Written exercise:
All of the data must be printed exactly; please include every line.

------------------------

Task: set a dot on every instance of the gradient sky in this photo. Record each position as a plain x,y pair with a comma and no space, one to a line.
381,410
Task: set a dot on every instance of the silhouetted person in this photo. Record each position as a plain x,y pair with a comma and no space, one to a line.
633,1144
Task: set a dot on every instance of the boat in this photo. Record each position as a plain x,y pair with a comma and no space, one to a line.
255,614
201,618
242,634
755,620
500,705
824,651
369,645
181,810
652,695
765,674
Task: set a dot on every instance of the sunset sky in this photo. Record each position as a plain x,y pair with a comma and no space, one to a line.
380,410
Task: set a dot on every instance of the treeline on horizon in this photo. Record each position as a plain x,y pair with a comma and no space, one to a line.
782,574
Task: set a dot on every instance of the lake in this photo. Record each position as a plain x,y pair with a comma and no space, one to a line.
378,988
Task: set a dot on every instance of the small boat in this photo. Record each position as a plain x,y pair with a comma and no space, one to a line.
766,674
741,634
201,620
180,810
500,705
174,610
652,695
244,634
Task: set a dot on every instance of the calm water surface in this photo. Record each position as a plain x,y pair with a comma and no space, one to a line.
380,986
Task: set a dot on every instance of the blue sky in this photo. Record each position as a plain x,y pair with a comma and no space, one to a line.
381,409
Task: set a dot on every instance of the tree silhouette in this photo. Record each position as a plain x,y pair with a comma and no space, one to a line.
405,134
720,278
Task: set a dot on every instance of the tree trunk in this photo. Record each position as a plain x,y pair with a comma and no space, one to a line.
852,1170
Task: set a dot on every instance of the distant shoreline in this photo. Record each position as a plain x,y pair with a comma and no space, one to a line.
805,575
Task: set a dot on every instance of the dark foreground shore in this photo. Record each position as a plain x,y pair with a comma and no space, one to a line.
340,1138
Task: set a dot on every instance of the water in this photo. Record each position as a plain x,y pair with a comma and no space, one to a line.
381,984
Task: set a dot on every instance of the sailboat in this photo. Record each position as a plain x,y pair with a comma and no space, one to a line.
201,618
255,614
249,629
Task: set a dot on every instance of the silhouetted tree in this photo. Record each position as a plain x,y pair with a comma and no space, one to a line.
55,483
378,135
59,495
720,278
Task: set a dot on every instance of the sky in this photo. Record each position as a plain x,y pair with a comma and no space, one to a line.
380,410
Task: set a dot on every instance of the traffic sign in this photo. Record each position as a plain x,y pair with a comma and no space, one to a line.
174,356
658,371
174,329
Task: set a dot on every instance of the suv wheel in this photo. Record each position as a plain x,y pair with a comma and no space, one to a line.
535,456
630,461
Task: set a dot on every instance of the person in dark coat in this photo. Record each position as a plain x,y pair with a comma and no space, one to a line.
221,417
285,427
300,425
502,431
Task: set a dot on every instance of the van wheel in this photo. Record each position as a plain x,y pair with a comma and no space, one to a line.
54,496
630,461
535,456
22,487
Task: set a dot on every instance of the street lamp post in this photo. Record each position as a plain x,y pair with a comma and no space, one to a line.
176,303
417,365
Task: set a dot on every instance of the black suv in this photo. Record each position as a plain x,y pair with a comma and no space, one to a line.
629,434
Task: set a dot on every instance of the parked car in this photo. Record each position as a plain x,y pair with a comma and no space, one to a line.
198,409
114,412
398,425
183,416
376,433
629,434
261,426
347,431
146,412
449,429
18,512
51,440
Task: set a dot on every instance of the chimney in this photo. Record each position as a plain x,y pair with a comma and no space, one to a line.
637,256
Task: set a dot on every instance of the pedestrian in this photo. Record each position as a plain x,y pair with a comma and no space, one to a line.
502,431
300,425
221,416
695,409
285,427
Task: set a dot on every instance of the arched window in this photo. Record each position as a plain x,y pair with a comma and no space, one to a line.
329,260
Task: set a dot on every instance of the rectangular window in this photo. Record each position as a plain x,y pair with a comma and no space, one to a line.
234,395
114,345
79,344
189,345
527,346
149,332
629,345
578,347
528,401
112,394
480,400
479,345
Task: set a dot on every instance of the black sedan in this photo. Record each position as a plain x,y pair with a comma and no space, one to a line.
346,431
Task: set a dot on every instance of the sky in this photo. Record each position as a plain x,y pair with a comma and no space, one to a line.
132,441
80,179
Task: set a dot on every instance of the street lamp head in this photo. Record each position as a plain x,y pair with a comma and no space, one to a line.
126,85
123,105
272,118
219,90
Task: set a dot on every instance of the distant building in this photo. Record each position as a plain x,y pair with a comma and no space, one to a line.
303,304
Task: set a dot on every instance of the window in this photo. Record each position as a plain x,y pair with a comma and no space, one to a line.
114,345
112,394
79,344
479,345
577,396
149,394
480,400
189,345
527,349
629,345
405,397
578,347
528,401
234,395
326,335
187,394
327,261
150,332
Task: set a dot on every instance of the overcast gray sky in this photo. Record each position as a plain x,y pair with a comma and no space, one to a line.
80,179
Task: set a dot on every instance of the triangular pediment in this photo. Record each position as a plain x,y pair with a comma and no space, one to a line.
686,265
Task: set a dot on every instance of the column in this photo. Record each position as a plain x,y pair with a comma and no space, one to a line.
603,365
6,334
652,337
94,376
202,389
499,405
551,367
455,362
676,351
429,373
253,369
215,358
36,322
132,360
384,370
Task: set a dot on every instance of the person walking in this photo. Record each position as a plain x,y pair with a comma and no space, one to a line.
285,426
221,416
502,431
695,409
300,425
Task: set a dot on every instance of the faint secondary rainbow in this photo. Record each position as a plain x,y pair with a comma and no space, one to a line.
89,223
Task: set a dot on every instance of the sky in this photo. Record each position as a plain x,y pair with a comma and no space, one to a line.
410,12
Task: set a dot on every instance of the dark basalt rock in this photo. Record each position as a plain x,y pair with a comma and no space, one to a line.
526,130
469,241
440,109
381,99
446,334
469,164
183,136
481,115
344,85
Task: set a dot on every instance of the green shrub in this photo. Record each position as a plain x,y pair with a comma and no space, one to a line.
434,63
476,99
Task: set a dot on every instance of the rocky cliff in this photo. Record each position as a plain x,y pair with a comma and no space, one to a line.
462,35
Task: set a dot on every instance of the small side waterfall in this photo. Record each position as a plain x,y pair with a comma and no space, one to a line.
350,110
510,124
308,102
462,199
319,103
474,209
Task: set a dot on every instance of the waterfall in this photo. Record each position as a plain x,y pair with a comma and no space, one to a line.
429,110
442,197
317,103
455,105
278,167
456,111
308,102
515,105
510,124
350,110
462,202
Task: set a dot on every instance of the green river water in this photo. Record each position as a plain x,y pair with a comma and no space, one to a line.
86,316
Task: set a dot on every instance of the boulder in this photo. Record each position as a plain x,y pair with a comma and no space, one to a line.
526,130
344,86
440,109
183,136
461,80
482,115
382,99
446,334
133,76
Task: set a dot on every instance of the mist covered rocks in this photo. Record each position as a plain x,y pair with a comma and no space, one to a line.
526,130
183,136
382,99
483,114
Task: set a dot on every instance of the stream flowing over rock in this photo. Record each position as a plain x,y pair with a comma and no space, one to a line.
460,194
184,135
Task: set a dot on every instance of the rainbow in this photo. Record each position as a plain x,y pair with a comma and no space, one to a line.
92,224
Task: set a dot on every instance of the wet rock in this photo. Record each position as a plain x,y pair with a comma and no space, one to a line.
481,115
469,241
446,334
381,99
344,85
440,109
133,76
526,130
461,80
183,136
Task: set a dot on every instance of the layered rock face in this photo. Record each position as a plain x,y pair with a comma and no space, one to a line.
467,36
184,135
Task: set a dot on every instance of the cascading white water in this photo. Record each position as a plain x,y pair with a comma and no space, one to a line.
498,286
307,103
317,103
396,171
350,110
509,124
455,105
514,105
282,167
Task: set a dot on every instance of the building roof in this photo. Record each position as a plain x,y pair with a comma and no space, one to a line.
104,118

------------------------

Written answer:
Task: set a dot on every instance of the gradient sky in this photo. Record each position as a plain x,y pair with a comma and no space, one to a line.
381,410
Task: set a dot on every instance of the silhouetted person in this photo. Record each position as a plain x,y pair with a comma and no space, one to a line.
633,1144
Task: set a dot on every instance of the boat in this photo. Record each position as a plain x,y pair with a comma and no space, one to a line.
255,614
201,618
242,634
755,620
500,705
824,651
369,645
181,810
652,695
765,674
Task: set a dot on every instance of the sunset sky in this photo. Record each position as a plain x,y pair with a comma and no space, one to a line.
380,410
Task: set a dot on every instance of the treeline on horizon in this photo. Record each position as a plain x,y pair with a comma and no space, one to a line.
782,574
Task: set a dot on every instance of the lake in this photo. Record each position as a plain x,y pair with a comma and no space, one to a line.
378,988
Task: set a dot on every instance of the small boat in this photo. Record each position as a plain x,y pair with a comma and no space, one to a line.
766,674
741,634
201,620
180,810
500,705
174,610
652,695
244,634
Task: set a dot on every instance of the calm water surface in this photo. Record each position as a plain x,y pair with a comma and no space, one to a line.
380,986
Task: set a dot on every instance of the blue sky in this photo. Record each position as a plain x,y pair with a comma and no space, one to a line.
381,409
Task: set a dot on every instance of the tree silhouette in this photo. Record each position as a plain x,y pair with a comma and no space, one to a line.
405,134
720,278
Task: set a dot on every instance of the tree trunk in this photo. Record each position as a plain x,y pair with a comma and no space, one to a line.
852,1170
Task: set a dot on every instance of the distant shoreline in this photo. Record each position as a plain x,y pair with a comma and no space, one to a line.
805,575
Task: set a dot on every instance of the dark foreground shore in this photo. Record each position as a plain x,y pair with a comma and no space, one to a line.
340,1138
Task: set a dot on every instance of the water in this photo. Record each position as a plain x,y pair with a comma and no space, one to a line.
381,984
Task: set a dot on every instance of the sailboat in this photo. Record each position as a plain x,y pair with a comma and no space, one to a line.
201,618
255,614
249,629
Task: set a dot on every instance of the silhouetted tree in this photo. Record each position as a plain x,y pair with a comma and no space, one to a line.
55,483
378,135
59,495
720,278
Task: set a dot on every instance of the sky in this photo. Record each position as a plain x,y pair with a comma and no space, one to a line.
380,410
Task: set a dot on every instance of the traffic sign in this photo. Record each position as a plain x,y pair with a comma and no space, one to a line.
174,356
658,371
174,329
Task: set a dot on every instance of the suv wheel in this photo. Record each position as a plain x,y pair with a comma and no space, one to a line.
535,456
630,461
Task: set a dot on every instance of the person in dark coat in this photo. Record each position as a plain x,y pair with a comma and no space, one to a line.
221,417
285,427
300,425
502,431
Task: set a dot on every instance of the van wheel in this photo. Record each position as a plain x,y pair with a comma and no space, one to a line.
54,496
630,461
535,456
22,487
Task: set a dot on every instance of the street lamp post in this photo. Record each position as a plain x,y pair with a comma and no space, one to a line.
176,303
417,365
Task: set a dot on every instance of the black suv in this photo. Record each position as a plain x,y pair with a comma and no space, one to a line.
629,434
Task: set a dot on every instance of the parked car in this photo. Record each position as a plain x,y pair with a comma and no space, one to a line.
198,409
114,412
398,425
183,416
376,433
629,434
261,426
347,431
146,412
449,429
18,512
51,440
Task: set a dot on every instance of the chimney in this photo. Record each position as a plain x,y pair with a comma and no space, one to a line.
637,256
Task: set a dot on every instance of the pedestrian in this photo. Record each position as a plain x,y pair with a comma and no space, one to a line.
502,431
300,425
221,416
695,409
285,427
Task: set a dot on every instance of the arched window in this photo. Record each position as a plain x,y pair with a comma and no space, one to a line.
329,260
Task: set a dot on every instance of the rectangular window in this photo. Record each position as a plain x,y pair with a comma and no space, one to a line.
234,395
114,345
79,344
189,345
527,346
149,332
629,345
578,347
528,401
112,394
480,400
479,345
Task: set a dot on every instance of the black sedan in this photo. Record each position as a plain x,y pair with a comma and no space, one to a line.
346,431
Task: set a dot on every instance of the sky in this photo. Record each position as a plain x,y pair with a comma and no space, one to a line.
132,441
80,179
Task: set a dot on every instance of the street lamp head in this photo. Record each position as a plain x,y pair with a comma and no space, one to a line.
126,85
123,105
272,118
219,90
Task: set a dot on every instance of the distant building in this photo. Record each position as a plain x,y pair with a comma and no space, one to a line.
303,304
Task: set a dot on every instance of the window in this photo. Record each position as a plain x,y pair with a comma and no space, one to a line.
114,345
112,394
79,344
479,345
577,396
149,394
480,400
189,345
527,349
629,345
405,397
578,347
528,401
234,395
326,335
187,394
327,261
150,332
Task: set a dot on every instance of the overcast gray sky in this photo. Record each position as a plain x,y pair with a comma and no space, one to a line.
80,179
Task: set a dot on every instance of the triangular pediment in this photo. Record each position as a plain x,y pair with a comma and no space, one to a line.
686,265
Task: set a dot on every instance of the column in this photo. Record each position as a plain x,y pair with a comma and no space, one to a line.
603,365
6,334
652,337
94,376
202,389
499,405
551,367
455,362
676,351
429,373
253,369
215,358
36,322
132,360
384,370
Task: set a dot on every instance of the person walking in this photo. Record each position as a plain x,y pair with a comma and no space, one to a line.
285,426
221,416
502,431
695,409
300,425
Task: set a dot on every instance of the faint secondary rainbow in this photo. Record each position as a plain x,y pair with a comma and no space, one to a line.
89,223
Task: set a dot on every instance of the sky in this photo. Record each position as a plain x,y pair with a comma and no space, one to a line.
410,12
Task: set a dot on every instance of the dark basalt rock in this photo. Record each position as a plain x,y pair with a comma and no space, one to a line.
526,130
469,241
440,109
381,99
446,334
469,164
183,136
481,115
344,85
Task: set a dot on every instance of the green shrub in this photo. Record each position as a plain x,y pair with a comma and no space, one to a line.
434,63
476,99
Task: set a dot on every instance of the rocky cliff in this photo. Record each position as a plain x,y pair with a comma and no space, one to a line.
462,35
Task: set a dot on every instance of the small side waterfall in this photo. Record each position as a plain x,y pair with a comma and no space, one to a line.
350,110
510,124
308,102
462,199
319,103
474,209
Task: set a dot on every instance of the waterfall in this photo. Record each position as a plain x,y pair with a comma and no space, one to a line.
429,110
442,197
317,103
455,105
278,167
456,111
308,102
515,105
510,124
350,110
462,202
Task: set a dot on every instance of the green river water in this photo. Record each position as a plain x,y pair with a comma and no space, one to a line.
86,316
Task: set a dot on every instance of the boulder in this photo. Record each position as a plain x,y pair with a comma and no space, one to a line.
526,130
344,86
440,109
183,136
461,80
482,115
382,99
446,334
133,76
Task: set a dot on every instance of the mist covered rocks in this photo. Record each position as a plain x,y pair with a comma and no space, one to a line.
526,130
183,136
382,99
483,114
Task: set a dot on every instance of the stream flowing over rock in this photo. Record each position as a plain x,y pair with a comma and no space, one to a line.
460,194
184,135
Task: set a dot on every instance of the rainbow in this photo. Record each position as a plain x,y pair with a comma and no space, one to a line.
92,224
Task: set a dot on every instance of the wet rock in this photo. Record each position as a plain x,y pair with a comma and no space, one to a line.
481,115
469,241
446,334
381,99
344,85
440,109
133,76
526,130
461,80
183,136
Task: set a dot on every instance of the layered rock face in this photo. Record each position as a plain x,y pair with a comma and no space, one to a line.
467,36
184,135
Task: set a dot on every instance of the cascading white water in this photo. Record each position as a plain x,y pair with a comma and no space, one to a line.
498,286
307,103
317,103
396,171
350,110
509,124
455,105
514,105
282,167
Task: set a dot on every instance of the building roof in this photo. Record each position as a plain x,y pair with a comma and no space, one to a line.
104,118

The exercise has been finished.